WRITTEN INSTRUCTION> Every entry needs to be printed exactly, please.

GIVEN DATA>
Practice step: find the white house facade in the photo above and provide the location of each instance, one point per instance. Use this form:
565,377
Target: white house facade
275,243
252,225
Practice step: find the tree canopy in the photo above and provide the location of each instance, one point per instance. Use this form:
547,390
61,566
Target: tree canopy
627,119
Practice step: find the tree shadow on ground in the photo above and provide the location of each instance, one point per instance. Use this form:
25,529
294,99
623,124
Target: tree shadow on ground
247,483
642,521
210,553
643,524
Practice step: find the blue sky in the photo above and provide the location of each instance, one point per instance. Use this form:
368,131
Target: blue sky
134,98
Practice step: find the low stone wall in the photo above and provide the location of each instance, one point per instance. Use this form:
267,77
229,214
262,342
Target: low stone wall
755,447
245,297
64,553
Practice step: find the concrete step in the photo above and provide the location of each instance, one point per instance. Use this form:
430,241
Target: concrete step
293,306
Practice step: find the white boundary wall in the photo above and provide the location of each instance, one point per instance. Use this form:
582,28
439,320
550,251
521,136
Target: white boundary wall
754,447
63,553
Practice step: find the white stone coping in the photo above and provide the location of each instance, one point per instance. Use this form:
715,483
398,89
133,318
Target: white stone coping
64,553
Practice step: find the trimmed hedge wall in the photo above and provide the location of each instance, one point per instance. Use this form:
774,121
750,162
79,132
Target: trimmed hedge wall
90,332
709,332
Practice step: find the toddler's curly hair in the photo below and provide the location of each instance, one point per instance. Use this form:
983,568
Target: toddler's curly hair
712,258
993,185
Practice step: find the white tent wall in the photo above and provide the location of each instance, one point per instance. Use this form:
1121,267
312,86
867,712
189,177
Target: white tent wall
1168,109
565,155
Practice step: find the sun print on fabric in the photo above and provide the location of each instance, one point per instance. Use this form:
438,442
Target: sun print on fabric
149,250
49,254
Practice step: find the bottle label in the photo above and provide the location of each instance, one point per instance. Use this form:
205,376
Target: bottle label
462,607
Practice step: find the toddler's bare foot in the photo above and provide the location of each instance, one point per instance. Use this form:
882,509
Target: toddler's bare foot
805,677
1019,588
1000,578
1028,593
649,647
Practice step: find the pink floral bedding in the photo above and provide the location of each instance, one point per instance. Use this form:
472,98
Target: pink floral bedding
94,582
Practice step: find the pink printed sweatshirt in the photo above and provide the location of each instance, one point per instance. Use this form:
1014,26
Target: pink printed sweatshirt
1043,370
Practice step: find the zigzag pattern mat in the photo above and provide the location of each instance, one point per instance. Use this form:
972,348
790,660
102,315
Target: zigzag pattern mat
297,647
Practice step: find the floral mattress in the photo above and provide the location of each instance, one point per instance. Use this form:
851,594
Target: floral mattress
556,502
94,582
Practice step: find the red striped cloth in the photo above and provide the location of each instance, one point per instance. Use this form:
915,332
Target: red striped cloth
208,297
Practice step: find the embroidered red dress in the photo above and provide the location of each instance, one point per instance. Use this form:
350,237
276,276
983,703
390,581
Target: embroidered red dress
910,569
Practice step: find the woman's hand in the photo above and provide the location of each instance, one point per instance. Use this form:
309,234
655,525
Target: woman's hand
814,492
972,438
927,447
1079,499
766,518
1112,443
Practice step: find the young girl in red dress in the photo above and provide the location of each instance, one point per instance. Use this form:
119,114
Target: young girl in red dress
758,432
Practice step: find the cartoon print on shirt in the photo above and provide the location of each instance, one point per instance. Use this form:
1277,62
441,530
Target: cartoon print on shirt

ANSWER>
Practice step: find the white house facade in the photo above and provide the location of each instance, one point per instance. Use this form:
565,377
Target: white house facade
275,243
252,225
Practice step: find the tree canopy in the photo above and provide the location of each instance, one point per instance. Use this form:
547,390
61,566
Target: tree canopy
627,119
Practice step: find the tree shadow on ground in the photo above and provide the location of each instance, one point per instance. Use this form:
25,529
294,99
623,124
Target: tree shadow on ground
247,483
642,521
210,553
643,524
Practice step: find the blue sky in the photo above and provide the location of each instance, one point per instance. Use this form:
368,131
Target: blue sky
134,98
Practice step: find the low stone wall in the photo above and provide the location of each instance, one point per instance. Use this form:
267,77
229,214
262,342
Target: low stone wall
755,447
245,297
64,553
Practice step: find the concrete step in the photo above and provide the location of each instance, one point per instance. Use this form:
430,241
Target: concrete step
293,306
Practice step: find the white boundary wall in the photo above and provide the location of each instance, one point per instance. Use this form:
582,28
439,320
550,251
521,136
Target: white boundary wall
754,447
63,553
Practice step: find the white stone coping in the photo above and provide the location of each instance, one point per instance. Use this form:
715,483
398,89
133,318
Target: white stone coping
64,553
Practice step: find the trimmed hedge wall in the photo above and provide the location of each instance, one point per instance. Use this form:
774,121
750,162
79,132
Target: trimmed hedge wall
90,332
709,332
Practice step: find the toddler's curly hair in the photo below and provide the location of each instance, one point per instance. Use this form:
983,568
Target: toddler's curly hair
712,258
993,185
Practice step: find the white tent wall in the photo above and provide the location of each instance, one point per instance. Use this form:
1121,267
312,86
867,712
189,177
Target: white tent wall
1168,109
565,155
Practice step: find the sun print on fabric in the photo above and provide the location of each instance, one point per instance. Use this form:
438,442
Target: sun print on fabric
149,250
49,254
Practice step: find the bottle label in the photo above and provide the location of each instance, one point per instance. Use this form:
205,376
Target: bottle label
462,607
Practice step: find the toddler's bare foot in the photo above and provide the location of each instance, one point per instance. Use this form:
882,509
Target: toddler's bare foot
805,677
1019,588
1000,578
1028,593
649,647
Practice step: find the pink floral bedding in the photo above and provide the location of each instance, one point per instance. Use this form:
472,98
Target: pink floral bedding
94,582
Practice step: find the pink printed sweatshirt in the photo above and provide the location of each instance, one point per instance. Use this form:
1014,26
Target: pink printed sweatshirt
1043,370
Practice step: find the zigzag pattern mat in the photo above and provide the location of each instance, one point per instance. Use this form:
972,348
790,660
102,315
Target: zigzag pattern mat
297,647
Practice step: find the floral mattress in the photo above and provide the location of each instance, one point per instance. Use this form:
851,594
Target: floral mattress
556,502
94,582
Practice step: find the red striped cloth in the photo above and provide the location of each instance, one point per instance. Use this form:
915,332
Target: red striped cloth
208,297
Practice step: find the embroidered red dress in the photo above and provide the location of each instance, one point per instance. Use this form:
350,237
276,276
983,703
390,581
Target: embroidered red dress
910,569
Practice step: find the woman's hand in the photo above and provide the location of each instance, one point per instance. Use this form:
309,234
655,525
Target: woman's hand
814,492
972,438
927,447
1079,499
766,518
1112,443
Practice step: find the young girl in red dress in the photo above and provide the location of each instance, one point per instance. Use this form:
119,114
Target: young girl in red dress
758,432
Practice step: find the cartoon print on shirt in the photo above and provide the location of each instance, one point per instance. Use this form:
1277,62
441,530
Target: cartoon print on shirt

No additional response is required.